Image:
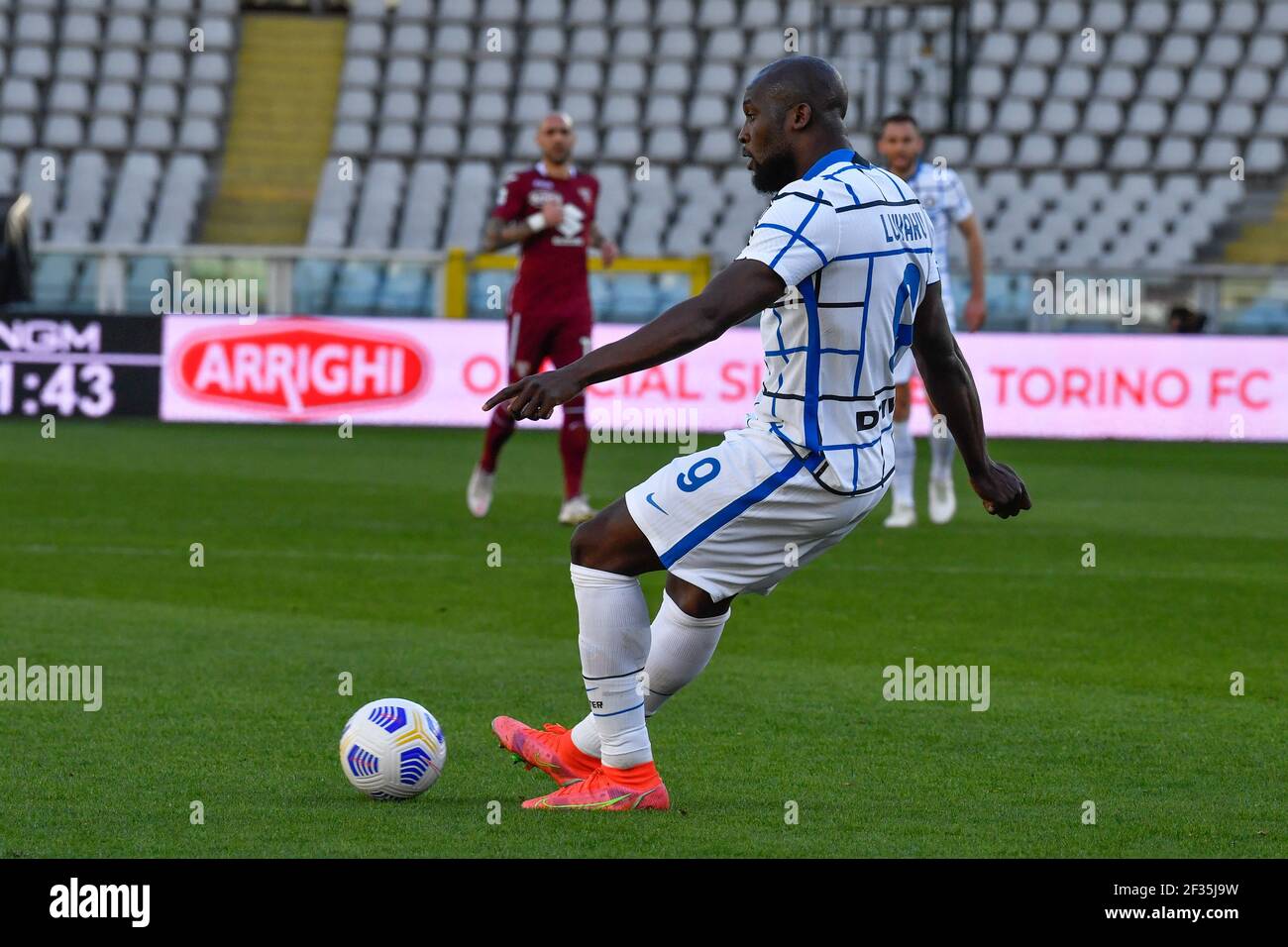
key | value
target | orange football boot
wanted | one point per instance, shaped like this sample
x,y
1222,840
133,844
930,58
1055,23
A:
x,y
550,750
610,789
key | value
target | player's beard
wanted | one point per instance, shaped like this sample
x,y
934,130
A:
x,y
777,170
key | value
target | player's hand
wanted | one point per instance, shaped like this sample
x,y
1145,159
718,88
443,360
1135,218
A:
x,y
1003,491
536,395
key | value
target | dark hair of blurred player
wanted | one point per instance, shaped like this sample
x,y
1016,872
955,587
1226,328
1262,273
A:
x,y
549,210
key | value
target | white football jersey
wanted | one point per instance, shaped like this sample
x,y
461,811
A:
x,y
855,249
943,196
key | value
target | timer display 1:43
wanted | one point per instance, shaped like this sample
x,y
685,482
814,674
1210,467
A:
x,y
65,389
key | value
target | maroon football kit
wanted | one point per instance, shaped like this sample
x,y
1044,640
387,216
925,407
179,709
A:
x,y
549,309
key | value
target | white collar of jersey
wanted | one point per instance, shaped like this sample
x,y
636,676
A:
x,y
832,158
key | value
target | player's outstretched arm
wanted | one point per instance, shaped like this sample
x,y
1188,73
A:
x,y
737,291
952,389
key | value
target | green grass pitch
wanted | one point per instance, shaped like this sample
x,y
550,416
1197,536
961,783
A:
x,y
325,556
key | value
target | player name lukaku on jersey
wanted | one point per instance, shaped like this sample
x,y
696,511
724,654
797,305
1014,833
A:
x,y
906,228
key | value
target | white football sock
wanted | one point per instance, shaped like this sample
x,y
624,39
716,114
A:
x,y
613,638
941,455
905,463
682,648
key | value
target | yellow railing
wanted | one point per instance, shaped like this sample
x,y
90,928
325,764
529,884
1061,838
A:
x,y
460,264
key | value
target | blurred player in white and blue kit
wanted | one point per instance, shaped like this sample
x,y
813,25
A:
x,y
840,265
944,198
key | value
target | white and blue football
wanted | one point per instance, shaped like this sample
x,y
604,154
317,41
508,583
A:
x,y
391,749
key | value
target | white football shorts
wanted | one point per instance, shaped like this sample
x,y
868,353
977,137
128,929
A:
x,y
742,515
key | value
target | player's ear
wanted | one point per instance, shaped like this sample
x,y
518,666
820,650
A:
x,y
802,115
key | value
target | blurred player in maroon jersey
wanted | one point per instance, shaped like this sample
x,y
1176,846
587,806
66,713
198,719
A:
x,y
550,210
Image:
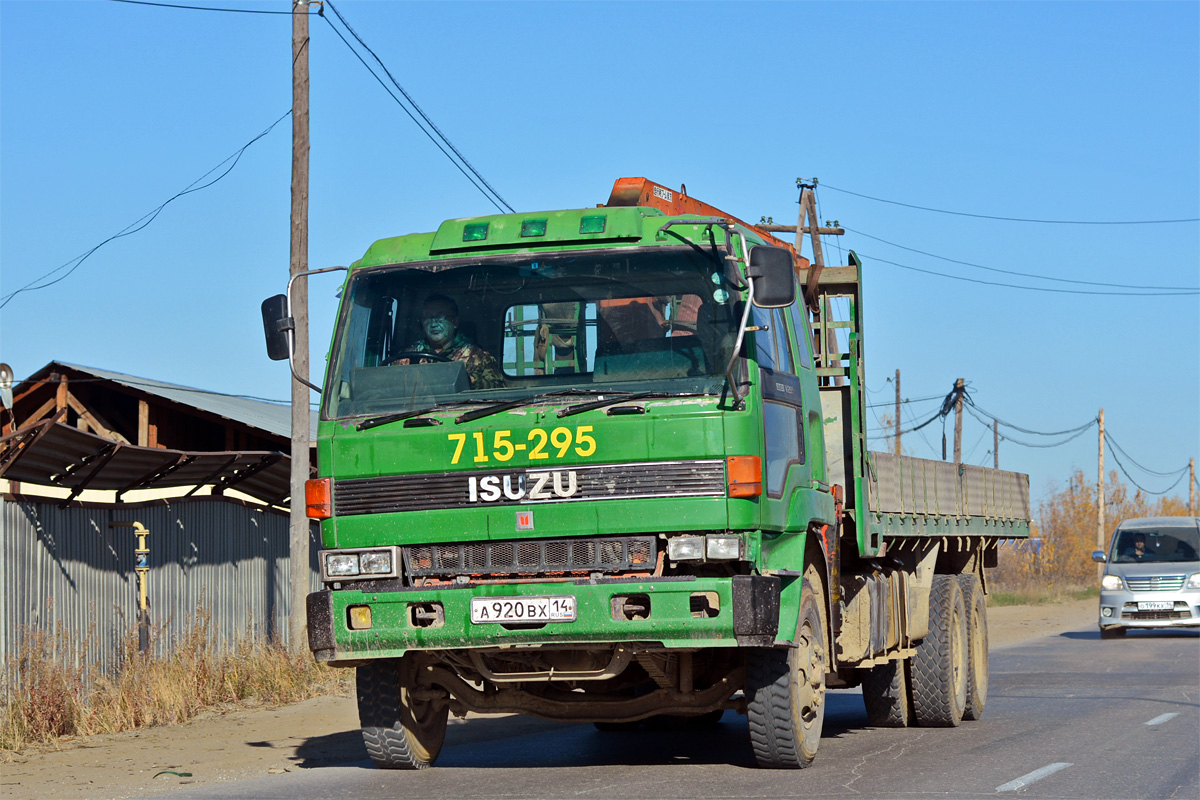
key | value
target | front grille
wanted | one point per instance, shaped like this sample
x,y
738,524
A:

* _WHAT TO DO_
Every record above should be written out again without change, except that the pictures are left out.

* _TASK ANSWER_
Image:
key | value
target | orange football boot
wanted | one point per instance, shaped like this sample
x,y
1222,840
133,844
930,58
1055,23
A:
x,y
550,750
610,789
key | value
target | player's beard
wanted | one point per instance, shaped like this sample
x,y
934,130
A:
x,y
777,170
key | value
target | player's hand
wanted | one point per instance, shaped like this sample
x,y
1145,159
718,88
443,360
1135,218
A:
x,y
1003,491
536,395
key | value
target | dark hair of blurred player
wanted | one point per instance, shaped like this sample
x,y
1016,872
955,587
1226,328
1262,273
A:
x,y
549,210
key | value
target | white football jersey
wanted | one point per instance, shaped like this sample
x,y
461,811
A:
x,y
855,249
943,196
key | value
target | timer display 1:43
wanted | one point per instance, shaped like this sample
x,y
685,482
814,674
1210,467
A:
x,y
65,389
key | value
target | maroon football kit
wanted | one point per instance, shaped like this sample
x,y
1044,640
387,216
925,407
179,709
A:
x,y
549,309
key | value
target | white collar of jersey
wanted | one point per instance, shaped like this sample
x,y
636,676
A:
x,y
832,158
key | value
target | player's outstretched arm
wanted | one point per instance, shaped like this sample
x,y
1188,73
A:
x,y
737,291
952,389
key | value
target | green grass pitch
wanted | one point per instance, shaped like this sample
x,y
550,416
1197,536
961,783
A:
x,y
325,556
key | value
target | player name lukaku on jersey
wanted | one point per instance, shaped like this sample
x,y
696,511
724,654
797,305
1014,833
A:
x,y
906,228
key | value
target | white football sock
wanted | one point per instance, shaped like this sample
x,y
624,39
716,114
A:
x,y
613,638
941,455
905,463
682,648
key | value
target | yellow railing
wanted | one point per instance, shaped like this sample
x,y
90,928
325,764
529,884
1061,838
A:
x,y
460,264
key | value
target | blurred player in white and blue kit
wanted | one point per instance, shaped like this sample
x,y
813,25
A:
x,y
840,265
944,198
key | value
target | white and blue football
wanted | one point per instance, shaped like this sample
x,y
604,154
317,41
508,583
A:
x,y
391,749
key | value
target | white football shorts
wanted | one point per instance, shaped like this sample
x,y
868,353
977,137
128,929
A:
x,y
742,515
key | value
target | player's ear
wanted | one point per instance, shaped like this sample
x,y
518,666
820,650
A:
x,y
802,115
key | value
target | blurred player in maroon jersey
wanted | one point per instance, shaped like this sample
x,y
1176,846
587,806
66,713
198,719
A:
x,y
550,210
Image:
key | value
target | front grille
wanted | one point per instance, shaped like this sample
x,y
738,524
A:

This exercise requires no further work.